• [OBJECTIVE] Output the lines below exactly as they are, leaving out the pictures.

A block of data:
/---

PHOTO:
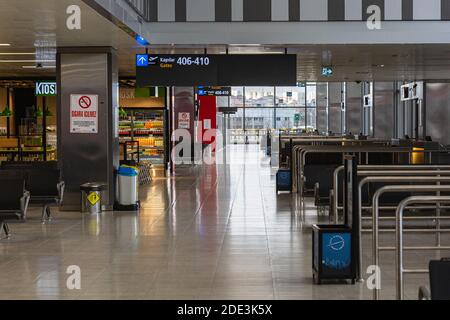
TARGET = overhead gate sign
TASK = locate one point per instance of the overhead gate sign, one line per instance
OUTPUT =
(83, 113)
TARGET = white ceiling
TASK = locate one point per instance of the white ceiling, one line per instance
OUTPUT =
(39, 27)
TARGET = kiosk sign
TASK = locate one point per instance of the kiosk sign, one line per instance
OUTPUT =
(45, 89)
(83, 113)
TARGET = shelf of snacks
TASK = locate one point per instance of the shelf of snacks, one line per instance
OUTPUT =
(146, 127)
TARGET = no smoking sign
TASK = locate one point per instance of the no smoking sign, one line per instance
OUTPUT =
(83, 113)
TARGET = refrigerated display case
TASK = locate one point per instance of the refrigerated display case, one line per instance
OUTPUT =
(147, 127)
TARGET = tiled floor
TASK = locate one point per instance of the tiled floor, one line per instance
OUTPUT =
(209, 233)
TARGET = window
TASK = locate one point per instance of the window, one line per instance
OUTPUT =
(290, 96)
(256, 118)
(290, 118)
(259, 96)
(279, 107)
(311, 95)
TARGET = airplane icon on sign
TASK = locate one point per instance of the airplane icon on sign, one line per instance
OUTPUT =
(141, 60)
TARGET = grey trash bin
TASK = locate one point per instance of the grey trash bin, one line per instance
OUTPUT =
(91, 197)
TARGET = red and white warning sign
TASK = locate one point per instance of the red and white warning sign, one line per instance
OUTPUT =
(83, 113)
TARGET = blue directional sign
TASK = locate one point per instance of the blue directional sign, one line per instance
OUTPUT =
(141, 60)
(327, 71)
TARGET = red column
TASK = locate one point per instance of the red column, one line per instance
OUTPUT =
(207, 116)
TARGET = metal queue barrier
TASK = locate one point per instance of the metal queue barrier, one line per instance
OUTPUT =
(372, 170)
(431, 177)
(375, 215)
(300, 160)
(400, 270)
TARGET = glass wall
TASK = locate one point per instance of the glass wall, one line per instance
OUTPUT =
(285, 108)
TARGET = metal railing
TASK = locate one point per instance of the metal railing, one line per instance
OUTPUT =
(375, 214)
(335, 199)
(399, 237)
(432, 177)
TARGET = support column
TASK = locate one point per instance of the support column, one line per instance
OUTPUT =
(88, 157)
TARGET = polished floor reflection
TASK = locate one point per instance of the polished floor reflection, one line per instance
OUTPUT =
(214, 232)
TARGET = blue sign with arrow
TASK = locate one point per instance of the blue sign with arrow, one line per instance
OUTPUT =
(327, 71)
(141, 60)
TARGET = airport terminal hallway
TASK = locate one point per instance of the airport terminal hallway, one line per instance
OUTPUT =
(215, 232)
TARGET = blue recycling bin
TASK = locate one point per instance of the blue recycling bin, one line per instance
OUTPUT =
(284, 180)
(333, 257)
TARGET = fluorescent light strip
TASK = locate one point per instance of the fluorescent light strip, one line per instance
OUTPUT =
(17, 53)
(35, 67)
(24, 61)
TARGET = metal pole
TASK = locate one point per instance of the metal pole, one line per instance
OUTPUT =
(399, 236)
(375, 211)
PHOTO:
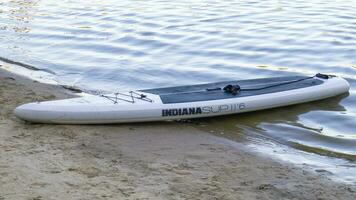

\---

• [RESPONSE FOR THIS EXERCISE]
PHOTO:
TARGET = overhead gate sign
TASK = locate one point per instance of the overhead gate sign, one line per instance
OUTPUT =
(83, 113)
TARGET = white ceiling
TASK = locate one point per instance of the white ceiling, one line per instance
OUTPUT =
(39, 27)
TARGET = kiosk sign
TASK = locate one point per instance of the kiosk sign, one line per instance
OUTPUT =
(45, 89)
(83, 113)
TARGET = shelf of snacks
TASK = locate one point per instance of the shelf of snacks, one line per instance
OUTPUT =
(146, 127)
TARGET = no smoking sign
TASK = locate one point per instance of the no smoking sign, one line per instance
OUTPUT =
(83, 113)
TARGET = refrigerated display case
TASK = locate one point per instance of the refrigerated display case, one line per instance
OUTPUT =
(147, 127)
TARGET = tiled floor
TASK = locate one point per instance of the tiled floor, one line per instance
OUTPUT =
(209, 233)
TARGET = window
TASK = locate one point per instance of the window, one line per instance
OUTPUT =
(290, 96)
(256, 118)
(290, 118)
(259, 96)
(279, 107)
(311, 95)
TARGET = airplane icon on sign
TASK = locate one point per instance of the airplane icon on sign, one line per instance
OUTPUT =
(141, 60)
TARGET = grey trash bin
TASK = locate one point per instance of the grey trash bin, one line per instance
OUTPUT =
(91, 197)
TARGET = red and white warning sign
TASK = locate one point per instance of the red and white warning sign, one line per instance
OUTPUT =
(83, 113)
TARGET = blue directional sign
TASK = locate one point per instance of the blue directional sign, one line per instance
OUTPUT =
(141, 60)
(327, 71)
TARGET = red column
TASK = locate one point per instance of the red column, one line per instance
OUTPUT =
(207, 116)
TARGET = metal queue barrier
TASK = locate one point per instance of the metal queue barrier, one line per instance
OUTPUT =
(372, 170)
(431, 177)
(375, 215)
(300, 160)
(400, 270)
TARGET = glass wall
TASK = locate one point per instance of the glass wall, one line per instance
OUTPUT =
(285, 108)
TARGET = metal railing
TASK = locate one point per instance of the metal railing, one line per instance
OUTPUT =
(375, 214)
(335, 199)
(399, 237)
(432, 177)
TARGET = support column
TASK = locate one point per instance of the support column, one line per instance
OUTPUT =
(88, 157)
TARGET = polished floor reflection
TASK = locate one point per instance of the polished floor reflection, one line per instance
OUTPUT =
(214, 232)
TARGET = blue sign with arrow
TASK = locate one point per instance of the blue sign with arrow, one line per instance
OUTPUT =
(327, 71)
(141, 60)
TARGET = airport terminal hallway
TASK = locate one point per instance of the airport terminal hallway, one line per instance
OUTPUT =
(215, 232)
TARGET = blue recycling bin
TASK = locate one point per instance of the blue recycling bin, one line per instance
OUTPUT =
(284, 180)
(333, 257)
TARGET = fluorescent light strip
TASK = locate one point per instance of the fluorescent light strip, one line per instance
OUTPUT =
(17, 53)
(35, 67)
(24, 61)
TARGET = metal pole
TASK = locate one point per instance of the metal pole, one line per instance
OUTPUT =
(399, 236)
(375, 211)
PHOTO:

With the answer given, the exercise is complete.